* [Stored items]
..........
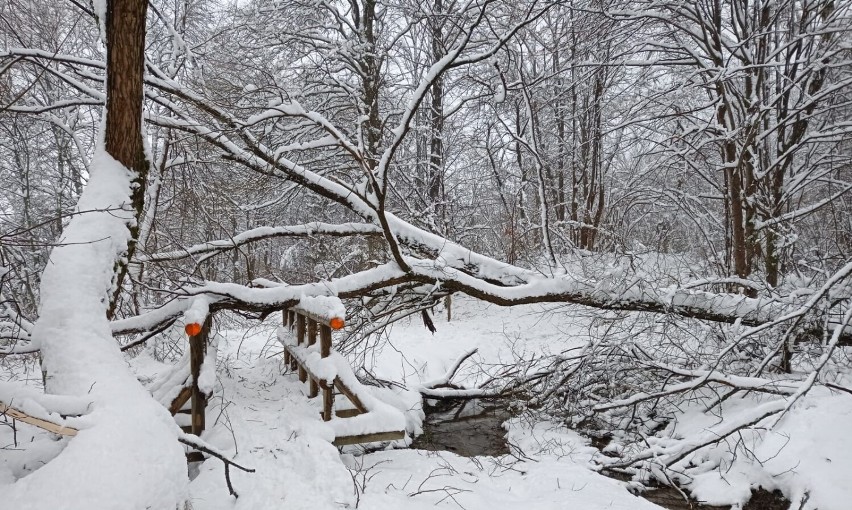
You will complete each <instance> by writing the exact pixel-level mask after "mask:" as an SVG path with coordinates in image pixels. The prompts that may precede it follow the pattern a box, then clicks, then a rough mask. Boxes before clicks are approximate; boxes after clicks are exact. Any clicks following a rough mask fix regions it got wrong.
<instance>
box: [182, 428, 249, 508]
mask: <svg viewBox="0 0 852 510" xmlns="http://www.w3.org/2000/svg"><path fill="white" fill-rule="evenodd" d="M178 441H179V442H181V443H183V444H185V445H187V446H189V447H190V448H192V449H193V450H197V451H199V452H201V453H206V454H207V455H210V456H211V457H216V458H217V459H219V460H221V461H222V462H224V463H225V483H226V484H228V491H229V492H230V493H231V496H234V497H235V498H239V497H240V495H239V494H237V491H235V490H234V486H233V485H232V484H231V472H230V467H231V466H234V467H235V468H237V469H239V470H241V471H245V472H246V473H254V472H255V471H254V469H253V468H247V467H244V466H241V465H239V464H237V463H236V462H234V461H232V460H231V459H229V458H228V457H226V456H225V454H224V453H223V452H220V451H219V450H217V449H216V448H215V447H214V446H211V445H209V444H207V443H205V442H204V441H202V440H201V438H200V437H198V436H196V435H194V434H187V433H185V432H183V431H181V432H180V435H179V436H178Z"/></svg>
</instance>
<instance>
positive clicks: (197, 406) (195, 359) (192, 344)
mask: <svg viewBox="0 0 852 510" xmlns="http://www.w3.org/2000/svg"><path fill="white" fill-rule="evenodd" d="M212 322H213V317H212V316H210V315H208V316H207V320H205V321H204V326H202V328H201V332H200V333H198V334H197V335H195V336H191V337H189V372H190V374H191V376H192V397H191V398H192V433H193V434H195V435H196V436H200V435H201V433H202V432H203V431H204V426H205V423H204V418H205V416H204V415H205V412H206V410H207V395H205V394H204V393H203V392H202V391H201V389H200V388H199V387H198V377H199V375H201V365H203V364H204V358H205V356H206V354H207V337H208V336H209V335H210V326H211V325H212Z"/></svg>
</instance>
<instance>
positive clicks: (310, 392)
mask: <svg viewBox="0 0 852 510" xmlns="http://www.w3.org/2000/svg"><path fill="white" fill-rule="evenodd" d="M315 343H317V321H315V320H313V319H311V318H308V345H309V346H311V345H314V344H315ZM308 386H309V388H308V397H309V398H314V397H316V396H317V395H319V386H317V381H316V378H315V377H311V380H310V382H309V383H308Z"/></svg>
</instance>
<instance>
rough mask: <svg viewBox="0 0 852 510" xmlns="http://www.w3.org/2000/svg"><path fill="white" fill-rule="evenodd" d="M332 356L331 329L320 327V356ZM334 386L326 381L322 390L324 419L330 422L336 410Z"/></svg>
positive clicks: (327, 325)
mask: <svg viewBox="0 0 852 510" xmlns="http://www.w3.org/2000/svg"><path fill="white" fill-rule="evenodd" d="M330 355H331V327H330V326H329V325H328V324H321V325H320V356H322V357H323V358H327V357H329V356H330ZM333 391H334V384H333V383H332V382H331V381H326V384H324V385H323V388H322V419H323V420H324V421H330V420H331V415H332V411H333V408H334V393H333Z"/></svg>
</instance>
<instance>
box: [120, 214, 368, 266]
..........
* [Required action] Reproduce every one of the items above word for word, omitting the pictures.

* [Exercise output]
You will complete each <instance> by writing the exact pixel-level mask after "mask:" as an SVG path with coordinates in image pixels. The prompts that may precede it follow the pattern a box, then clicks, then a rough mask. Boxes before clicks are approximate; boxes after clicks are exact. Any clicks following a rough mask fix regions it got wrong.
<instance>
box: [182, 428, 249, 508]
mask: <svg viewBox="0 0 852 510" xmlns="http://www.w3.org/2000/svg"><path fill="white" fill-rule="evenodd" d="M178 441H179V442H181V443H183V444H185V445H187V446H189V447H190V448H192V449H193V450H197V451H199V452H201V453H206V454H207V455H210V456H211V457H216V458H217V459H219V460H221V461H222V462H224V463H225V483H226V484H228V491H229V492H230V493H231V496H234V497H235V498H239V497H240V495H239V494H237V491H235V490H234V486H233V485H232V484H231V472H230V467H231V466H234V467H235V468H237V469H239V470H241V471H245V472H246V473H254V472H255V471H254V469H253V468H247V467H244V466H241V465H239V464H237V463H236V462H234V461H232V460H231V459H229V458H228V457H226V456H225V454H224V453H223V452H220V451H219V450H217V449H216V448H215V447H214V446H211V445H209V444H207V443H205V442H204V441H202V440H201V438H200V437H198V436H196V435H194V434H187V433H185V432H183V431H181V432H180V435H179V436H178Z"/></svg>
</instance>
<instance>
positive clicks: (197, 406) (195, 359) (192, 344)
mask: <svg viewBox="0 0 852 510" xmlns="http://www.w3.org/2000/svg"><path fill="white" fill-rule="evenodd" d="M212 322H213V317H212V316H210V315H208V316H207V320H205V321H204V326H202V328H201V332H200V333H198V334H197V335H195V336H191V337H189V372H190V374H191V376H192V397H191V398H192V433H193V434H195V435H196V436H200V435H201V433H202V432H203V431H204V426H205V423H204V418H205V416H204V415H205V412H206V410H207V395H205V394H204V393H203V392H202V391H201V389H200V388H199V387H198V377H199V375H201V365H203V364H204V358H205V356H206V354H207V337H208V336H209V335H210V326H211V325H212Z"/></svg>
</instance>
<instance>
positive clicks: (310, 392)
mask: <svg viewBox="0 0 852 510" xmlns="http://www.w3.org/2000/svg"><path fill="white" fill-rule="evenodd" d="M315 343H317V321H315V320H313V319H311V318H308V345H309V346H311V345H314V344H315ZM308 386H309V388H308V397H309V398H314V397H316V396H317V395H319V386H317V381H316V378H315V377H311V380H310V382H309V383H308Z"/></svg>
</instance>
<instance>
rough mask: <svg viewBox="0 0 852 510" xmlns="http://www.w3.org/2000/svg"><path fill="white" fill-rule="evenodd" d="M332 356L331 329L320 327V356ZM334 386L326 381L322 390L324 419L330 422L336 410Z"/></svg>
positive clicks: (327, 325)
mask: <svg viewBox="0 0 852 510" xmlns="http://www.w3.org/2000/svg"><path fill="white" fill-rule="evenodd" d="M330 355H331V327H330V326H329V325H328V324H321V325H320V356H322V357H323V358H327V357H329V356H330ZM333 391H334V384H333V383H332V382H331V381H326V384H324V385H323V388H322V419H323V420H324V421H330V420H331V415H332V411H333V408H334V393H333Z"/></svg>
</instance>
<instance>
box: [120, 214, 368, 266]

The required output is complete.